> **SUPPLIED INFORMATION**:
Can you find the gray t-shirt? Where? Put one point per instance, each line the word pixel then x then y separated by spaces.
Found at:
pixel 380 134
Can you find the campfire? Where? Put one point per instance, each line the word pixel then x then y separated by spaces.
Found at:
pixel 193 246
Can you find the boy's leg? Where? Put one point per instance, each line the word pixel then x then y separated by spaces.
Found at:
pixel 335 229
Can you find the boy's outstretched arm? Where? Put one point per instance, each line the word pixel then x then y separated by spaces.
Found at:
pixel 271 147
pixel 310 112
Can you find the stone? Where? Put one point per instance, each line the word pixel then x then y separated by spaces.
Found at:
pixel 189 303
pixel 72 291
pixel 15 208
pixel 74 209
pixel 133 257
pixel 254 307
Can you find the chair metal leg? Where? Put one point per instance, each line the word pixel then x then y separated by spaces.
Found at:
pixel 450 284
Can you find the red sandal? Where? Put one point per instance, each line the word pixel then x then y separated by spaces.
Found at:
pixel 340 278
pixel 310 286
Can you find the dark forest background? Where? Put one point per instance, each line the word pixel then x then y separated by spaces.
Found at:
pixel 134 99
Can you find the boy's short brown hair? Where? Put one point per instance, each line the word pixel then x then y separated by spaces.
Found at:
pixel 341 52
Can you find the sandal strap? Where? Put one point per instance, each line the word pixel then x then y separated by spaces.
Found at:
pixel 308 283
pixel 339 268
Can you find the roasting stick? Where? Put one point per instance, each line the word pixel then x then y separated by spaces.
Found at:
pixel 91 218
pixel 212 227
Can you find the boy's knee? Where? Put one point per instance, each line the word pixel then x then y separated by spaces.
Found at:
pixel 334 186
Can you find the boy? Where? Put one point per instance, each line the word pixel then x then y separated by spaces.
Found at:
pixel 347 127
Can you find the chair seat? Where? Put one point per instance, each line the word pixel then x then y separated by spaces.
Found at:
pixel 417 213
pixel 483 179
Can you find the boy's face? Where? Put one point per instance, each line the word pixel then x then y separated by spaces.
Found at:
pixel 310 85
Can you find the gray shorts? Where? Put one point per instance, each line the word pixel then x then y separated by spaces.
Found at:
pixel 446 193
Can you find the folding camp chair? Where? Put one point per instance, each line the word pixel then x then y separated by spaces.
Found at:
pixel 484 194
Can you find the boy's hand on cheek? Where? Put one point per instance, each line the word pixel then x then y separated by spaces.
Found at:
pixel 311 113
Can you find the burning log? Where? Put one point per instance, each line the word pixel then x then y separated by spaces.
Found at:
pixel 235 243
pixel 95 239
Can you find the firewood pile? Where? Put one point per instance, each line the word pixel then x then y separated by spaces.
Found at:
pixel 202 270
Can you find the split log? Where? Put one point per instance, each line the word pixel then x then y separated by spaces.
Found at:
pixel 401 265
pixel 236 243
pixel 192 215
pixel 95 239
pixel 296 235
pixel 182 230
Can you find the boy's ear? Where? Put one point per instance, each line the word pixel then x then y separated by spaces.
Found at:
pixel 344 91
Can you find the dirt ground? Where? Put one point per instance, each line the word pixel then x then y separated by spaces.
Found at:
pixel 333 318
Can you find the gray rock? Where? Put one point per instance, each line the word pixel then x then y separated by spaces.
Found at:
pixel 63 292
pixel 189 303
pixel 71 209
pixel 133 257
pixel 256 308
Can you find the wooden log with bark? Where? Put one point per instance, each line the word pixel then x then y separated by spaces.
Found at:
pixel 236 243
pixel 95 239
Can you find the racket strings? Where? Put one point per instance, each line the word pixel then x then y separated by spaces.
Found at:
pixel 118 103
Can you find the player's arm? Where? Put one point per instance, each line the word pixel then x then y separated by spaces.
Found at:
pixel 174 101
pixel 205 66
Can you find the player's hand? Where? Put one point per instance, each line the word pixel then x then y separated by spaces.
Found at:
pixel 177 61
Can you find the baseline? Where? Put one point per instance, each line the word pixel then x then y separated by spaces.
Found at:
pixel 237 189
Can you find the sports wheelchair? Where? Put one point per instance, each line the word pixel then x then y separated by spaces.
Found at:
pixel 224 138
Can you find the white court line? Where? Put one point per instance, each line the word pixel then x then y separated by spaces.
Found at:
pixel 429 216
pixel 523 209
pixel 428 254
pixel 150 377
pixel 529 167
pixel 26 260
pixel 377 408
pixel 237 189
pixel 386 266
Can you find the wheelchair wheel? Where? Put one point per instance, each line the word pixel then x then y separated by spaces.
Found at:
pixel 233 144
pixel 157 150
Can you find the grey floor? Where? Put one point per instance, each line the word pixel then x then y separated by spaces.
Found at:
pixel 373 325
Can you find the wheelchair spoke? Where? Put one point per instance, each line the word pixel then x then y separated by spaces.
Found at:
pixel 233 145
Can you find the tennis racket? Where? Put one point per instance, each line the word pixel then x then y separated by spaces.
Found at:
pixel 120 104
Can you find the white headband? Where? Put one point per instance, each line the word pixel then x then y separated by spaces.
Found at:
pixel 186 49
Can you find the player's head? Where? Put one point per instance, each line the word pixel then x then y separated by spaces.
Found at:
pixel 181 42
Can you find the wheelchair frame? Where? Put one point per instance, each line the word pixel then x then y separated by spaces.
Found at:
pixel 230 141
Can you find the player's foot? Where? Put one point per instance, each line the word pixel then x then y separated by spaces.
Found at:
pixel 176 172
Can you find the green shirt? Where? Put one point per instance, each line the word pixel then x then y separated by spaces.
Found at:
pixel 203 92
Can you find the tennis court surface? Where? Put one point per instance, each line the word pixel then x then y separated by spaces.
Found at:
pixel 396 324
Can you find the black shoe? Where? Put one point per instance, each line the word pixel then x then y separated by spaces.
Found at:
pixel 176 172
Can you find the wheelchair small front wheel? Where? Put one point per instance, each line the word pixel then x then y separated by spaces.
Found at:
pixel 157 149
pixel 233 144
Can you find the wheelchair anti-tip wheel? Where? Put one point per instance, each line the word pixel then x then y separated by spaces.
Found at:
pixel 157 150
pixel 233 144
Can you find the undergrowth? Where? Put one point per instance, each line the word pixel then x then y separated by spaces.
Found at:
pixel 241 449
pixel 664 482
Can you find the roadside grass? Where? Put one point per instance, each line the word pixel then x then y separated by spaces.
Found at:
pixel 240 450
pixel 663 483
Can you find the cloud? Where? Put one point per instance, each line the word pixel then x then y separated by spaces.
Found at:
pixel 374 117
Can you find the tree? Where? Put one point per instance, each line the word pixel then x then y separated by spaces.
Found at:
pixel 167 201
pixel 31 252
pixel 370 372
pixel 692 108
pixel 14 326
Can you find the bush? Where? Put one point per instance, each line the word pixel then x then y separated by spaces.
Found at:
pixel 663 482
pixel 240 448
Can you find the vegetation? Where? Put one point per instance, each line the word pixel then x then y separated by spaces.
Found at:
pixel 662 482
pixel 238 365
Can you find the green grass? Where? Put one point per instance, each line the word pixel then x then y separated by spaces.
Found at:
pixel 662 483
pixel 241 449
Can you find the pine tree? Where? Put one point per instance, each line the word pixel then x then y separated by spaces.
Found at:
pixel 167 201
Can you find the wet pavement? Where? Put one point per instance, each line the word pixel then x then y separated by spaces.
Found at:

> **EXERCISE**: Give all of the lines above again, swapping "Found at" for "Located at" wherever it occurs and keeping everything else the same.

> **EXERCISE RESULT**:
Can you find the gray t-shirt? Where? Put one point per instance, each line the word pixel then x then y separated by spaces.
Located at:
pixel 380 134
Can you find the campfire? Where? Put one point per instance, each line the word pixel then x then y separated by spaces.
Located at:
pixel 193 246
Can you find the boy's leg? Where? Put one point per instance, each line the word pixel then x then y separated by spaces.
Located at:
pixel 335 229
Can you find the boy's outstretched arm? Where? Put one point per instance, each line the word pixel then x then y separated by spaces.
Located at:
pixel 271 147
pixel 310 112
Can you find the stone? Where? Put one point per instance, each line the word pixel then x then y separated by spaces.
Located at:
pixel 189 303
pixel 72 291
pixel 15 208
pixel 74 209
pixel 133 257
pixel 254 307
Can you find the chair metal leg? Where? Put one point per instance, each line the word pixel then x then y separated by spaces.
Located at:
pixel 450 284
Can you find the red sandal? Where? Put one point per instance, each line the word pixel then x then y separated by spaces.
Located at:
pixel 340 278
pixel 310 286
Can you find the dark forest background? Where? Put one point per instance, each line the word pixel then x then y separated by spaces.
Located at:
pixel 134 99
Can you find the boy's short brown hair? Where? Put one point per instance, each line the word pixel then x then y separated by spaces.
Located at:
pixel 341 52
Can you find the sandal strap? Where? Put one point per instance, each line the word pixel then x then y separated by spaces.
Located at:
pixel 308 283
pixel 339 268
Can you find the roasting stick? Where? Put one point per instance, each line the word pixel then x then y separated by spaces.
Located at:
pixel 91 218
pixel 212 227
Can you find the boy's knee? Where? Put one point per instance, each line the word pixel then x then y separated by spaces.
Located at:
pixel 334 186
Can you find the boy? Where? Put one point per instance, each line the word pixel then x then y separated by spaces.
Located at:
pixel 347 127
Can you find the chair seat? Where? Put one point per instance, each line the word pixel then x then y separated by spaces.
Located at:
pixel 417 213
pixel 483 179
Can you find the boy's face? Where? Put one point per instance, each line the word pixel then x then y separated by spaces.
Located at:
pixel 310 85
Can you find the gray shorts? Where? Put one point per instance, each line the word pixel then x then y separated by spaces.
Located at:
pixel 446 193
Can you find the folding camp chair? Where? Put one point per instance, each line the word pixel then x then y separated by spaces.
Located at:
pixel 484 194
Can you find the boy's hand on cheek? Where? Put one point per instance, each line the word pixel then x then y separated by spaces.
Located at:
pixel 311 113
Can you find the burning log? Where? Put one point per instance, each line the word pixel then x then y separated by spaces.
Located at:
pixel 235 243
pixel 95 239
Can you find the firewood pile? Where? Put one point per instance, each line the word pixel then x then y separated by spaces.
Located at:
pixel 202 270
Can you find the split log? Where? Put one point per instance, each line the word pixel then x then y separated by spaces.
Located at:
pixel 401 265
pixel 236 243
pixel 192 215
pixel 95 239
pixel 296 235
pixel 182 230
Can you find the boy's ear? Where? Put one point per instance, each line the word pixel then x then y separated by spaces.
Located at:
pixel 344 91
Can you find the dirt ground? Where? Put one point per instance, each line the word pixel then x then y separated by spaces.
Located at:
pixel 333 318
Can you find the gray rock? Where? Put one point per instance, each line the word pixel then x then y separated by spaces.
Located at:
pixel 63 292
pixel 189 303
pixel 71 209
pixel 133 257
pixel 256 308
Can you find the wooden log with bark? Where? Put one point per instance, each line the word pixel then x then y separated by spaces.
Located at:
pixel 236 243
pixel 95 239
Can you find the racket strings? Where? Put one point per instance, each line the word pixel then x then y separated by spaces.
Located at:
pixel 118 103
Can you find the player's arm? Where? Put one point per instance, each line the word pixel then x then y separated by spaces.
Located at:
pixel 174 101
pixel 205 66
Can you find the player's hand? Where? Put one point per instance, each line the word pixel then x then y separated by spaces.
Located at:
pixel 177 61
Can you find the baseline? Where? Put one point per instance, each line the word pixel then x then y separated by spaces.
Located at:
pixel 237 189
Can you find the sports wheelchair? Where? Put one point per instance, each line the word pixel then x then y separated by spaces.
Located at:
pixel 224 138
Can you find the white court line? Where? Put one point per instance, each line the word pixel then x then y separated by spaces.
Located at:
pixel 429 216
pixel 523 209
pixel 428 254
pixel 150 377
pixel 529 167
pixel 26 260
pixel 377 408
pixel 237 189
pixel 386 266
Can you find the wheelchair wheel? Where? Put one point per instance, each line the word pixel then x then y separated by spaces.
Located at:
pixel 233 144
pixel 157 150
Can you find the grey floor? Where? Put one point per instance, each line the word pixel then x then y separated by spaces.
Located at:
pixel 373 325
Can you find the wheelchair spoke? Where? Put one point per instance, each line the word pixel then x then y separated by spaces.
Located at:
pixel 233 145
Can you find the tennis racket? Where? Put one point per instance, each line the word pixel then x then y separated by spaces.
Located at:
pixel 120 104
Can you find the white headband? Where? Put one point per instance, each line the word pixel then x then y separated by spaces.
Located at:
pixel 186 49
Can you find the player's head? Where? Put one point per instance, each line the word pixel then x then y separated by spaces.
Located at:
pixel 181 42
Can you find the wheelchair frame? Where? Put one point per instance, each line the word pixel then x then y separated by spaces.
Located at:
pixel 230 141
Can you find the player's foot? Where? Put one point per instance, each line the word pixel then x then y separated by spaces.
Located at:
pixel 176 172
Can you find the green shirt? Where? Put one point per instance, each line the word pixel then x then y separated by spaces.
Located at:
pixel 203 92
Can you find the tennis court surface? Where? Put one point per instance, each line the word pixel then x then y separated by spaces.
Located at:
pixel 396 324
Can you find the black shoe? Where? Put one point per instance, each line the word pixel then x then y separated by spaces.
Located at:
pixel 176 172
Can you find the wheelchair small front wheel? Where? Put one point per instance, each line the word pixel then x then y separated by spaces.
Located at:
pixel 157 149
pixel 233 144
Can you find the wheelchair anti-tip wheel? Where? Put one point per instance, each line the word pixel then x then y separated by spaces.
Located at:
pixel 157 150
pixel 233 144
Can you find the undergrowth? Where? Put one point per instance, each line the word pixel then x then y separated by spaces.
Located at:
pixel 241 449
pixel 664 482
Can you find the roadside grass? Where? Put one point per instance, each line the word pixel then x then y separated by spaces.
Located at:
pixel 240 450
pixel 663 483
Can you find the cloud? Where? Put one point per instance, each line the word pixel then x then y separated by spaces.
Located at:
pixel 374 117
Can you find the tree? Where? Put one point per instance, each line the word pixel then x then y separated by spaces.
Located at:
pixel 167 201
pixel 31 252
pixel 370 372
pixel 692 108
pixel 14 326
Can you find the bush? Where? Put one point per instance, each line the word pixel then x then y separated by spaces.
Located at:
pixel 663 482
pixel 240 448
Can you find the vegetation? Where? Put one point per instance, each line the word pixel then x then y separated by spaces.
Located at:
pixel 662 482
pixel 238 365
Can you find the green grass? Where? Put one point per instance, each line the word pixel then x then y separated by spaces.
Located at:
pixel 662 483
pixel 241 449
Can you find the pine tree? Where? Put one point per instance, each line the word pixel then x then y separated by spaces.
Located at:
pixel 167 201
Can you find the wet pavement? Where? Put one point per instance, each line the word pixel then x then y separated by spaces.
Located at:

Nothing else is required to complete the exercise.